▸ Work instructions
Count the lines in the entries below that contain the word "cloud", and reply with that number alone.

▸ Available records
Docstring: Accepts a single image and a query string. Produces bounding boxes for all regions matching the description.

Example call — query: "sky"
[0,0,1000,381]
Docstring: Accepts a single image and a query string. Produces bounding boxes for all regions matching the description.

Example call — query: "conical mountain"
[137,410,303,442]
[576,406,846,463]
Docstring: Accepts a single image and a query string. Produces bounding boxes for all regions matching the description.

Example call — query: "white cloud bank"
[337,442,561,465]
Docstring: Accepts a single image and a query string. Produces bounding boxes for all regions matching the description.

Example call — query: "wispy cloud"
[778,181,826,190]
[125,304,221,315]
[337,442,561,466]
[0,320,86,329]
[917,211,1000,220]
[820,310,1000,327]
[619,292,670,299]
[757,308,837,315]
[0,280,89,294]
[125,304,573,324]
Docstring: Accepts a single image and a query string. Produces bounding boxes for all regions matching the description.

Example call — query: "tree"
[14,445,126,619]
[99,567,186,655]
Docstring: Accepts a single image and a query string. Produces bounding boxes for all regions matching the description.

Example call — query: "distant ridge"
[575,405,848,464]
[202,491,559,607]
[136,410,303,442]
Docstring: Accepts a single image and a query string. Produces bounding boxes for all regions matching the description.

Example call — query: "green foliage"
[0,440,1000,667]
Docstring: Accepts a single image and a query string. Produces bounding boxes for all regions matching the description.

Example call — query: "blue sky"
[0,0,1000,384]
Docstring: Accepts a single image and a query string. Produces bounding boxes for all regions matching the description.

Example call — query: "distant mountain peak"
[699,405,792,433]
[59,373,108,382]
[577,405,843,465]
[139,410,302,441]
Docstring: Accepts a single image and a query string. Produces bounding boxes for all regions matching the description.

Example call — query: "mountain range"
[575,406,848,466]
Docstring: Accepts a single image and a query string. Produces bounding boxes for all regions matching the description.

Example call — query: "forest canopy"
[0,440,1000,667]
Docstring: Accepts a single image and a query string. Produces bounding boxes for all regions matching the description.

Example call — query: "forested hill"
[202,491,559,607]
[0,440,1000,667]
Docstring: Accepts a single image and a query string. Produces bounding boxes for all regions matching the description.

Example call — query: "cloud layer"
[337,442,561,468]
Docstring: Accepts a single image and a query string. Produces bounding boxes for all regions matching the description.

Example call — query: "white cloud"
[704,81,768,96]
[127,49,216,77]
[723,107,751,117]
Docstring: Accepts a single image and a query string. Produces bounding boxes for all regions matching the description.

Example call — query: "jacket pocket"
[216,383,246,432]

▸ Result for this exercise
4